● **Problem to work on**: Swap "camouflage jeans" for "denim overalls" in everything from the start of the data down to the line containing "178 340 318 455", and write those lines out again with nothing else changed.

START Data entries

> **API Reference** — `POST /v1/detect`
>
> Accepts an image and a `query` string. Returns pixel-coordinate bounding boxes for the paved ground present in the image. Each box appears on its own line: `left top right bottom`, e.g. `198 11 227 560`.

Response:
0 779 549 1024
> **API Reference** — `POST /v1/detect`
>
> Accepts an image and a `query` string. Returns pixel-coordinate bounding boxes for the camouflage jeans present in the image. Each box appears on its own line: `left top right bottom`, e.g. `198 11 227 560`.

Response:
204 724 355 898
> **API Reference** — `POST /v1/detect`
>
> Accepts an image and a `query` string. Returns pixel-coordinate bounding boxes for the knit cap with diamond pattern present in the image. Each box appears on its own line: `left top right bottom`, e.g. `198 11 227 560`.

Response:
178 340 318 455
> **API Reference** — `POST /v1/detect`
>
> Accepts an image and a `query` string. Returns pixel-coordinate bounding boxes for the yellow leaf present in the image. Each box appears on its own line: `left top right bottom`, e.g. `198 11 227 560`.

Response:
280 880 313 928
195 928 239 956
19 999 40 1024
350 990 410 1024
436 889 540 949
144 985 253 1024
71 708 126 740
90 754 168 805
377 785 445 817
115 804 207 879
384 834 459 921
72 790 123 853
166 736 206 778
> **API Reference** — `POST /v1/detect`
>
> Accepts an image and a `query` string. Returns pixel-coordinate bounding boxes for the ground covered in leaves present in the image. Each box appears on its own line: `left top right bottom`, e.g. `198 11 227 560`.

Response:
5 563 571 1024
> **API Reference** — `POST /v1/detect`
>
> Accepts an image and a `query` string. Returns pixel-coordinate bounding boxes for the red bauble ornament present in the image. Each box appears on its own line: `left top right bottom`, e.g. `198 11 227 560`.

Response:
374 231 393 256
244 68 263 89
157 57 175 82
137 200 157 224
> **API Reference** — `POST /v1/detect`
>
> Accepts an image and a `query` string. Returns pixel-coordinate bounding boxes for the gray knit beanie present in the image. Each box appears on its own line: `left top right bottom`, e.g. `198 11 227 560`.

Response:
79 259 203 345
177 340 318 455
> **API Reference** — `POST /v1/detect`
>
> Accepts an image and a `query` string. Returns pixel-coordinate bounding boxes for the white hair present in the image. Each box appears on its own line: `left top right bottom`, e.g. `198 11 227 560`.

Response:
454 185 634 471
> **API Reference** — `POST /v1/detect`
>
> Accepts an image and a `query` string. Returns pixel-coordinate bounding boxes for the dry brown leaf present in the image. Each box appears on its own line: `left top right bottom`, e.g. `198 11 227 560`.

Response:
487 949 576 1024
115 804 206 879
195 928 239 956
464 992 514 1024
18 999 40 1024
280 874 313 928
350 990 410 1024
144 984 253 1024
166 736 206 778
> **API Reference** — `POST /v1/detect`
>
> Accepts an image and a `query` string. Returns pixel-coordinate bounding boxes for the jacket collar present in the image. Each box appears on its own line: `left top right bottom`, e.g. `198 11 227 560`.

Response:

END Data entries

● **Response**:
> **API Reference** — `POST /v1/detect`
>
> Accepts an image and a `query` string. Returns pixel-coordinate bounding boxes for the paved ground present in the image. Each box appears on its own line: `left top right bottom`, e.g. `198 11 227 560`.

Response:
0 779 549 1024
> **API Reference** — `POST /v1/detect`
>
> Accepts an image and a `query` string. Returns pixel-coordinate bounding boxes for the denim overalls present in the image. Each box appears on its own line: `left top right bottom`, e.g. `198 11 227 560`.

Response:
204 724 355 898
> **API Reference** — `POST /v1/detect`
>
> Accepts an image and a `query` string. Returns pixel-coordinate bounding boxes for the knit cap with diamond pattern present in the image. Each box appears on its own line: `left top right bottom`, e.g. `198 11 227 560`.

Response:
178 340 318 455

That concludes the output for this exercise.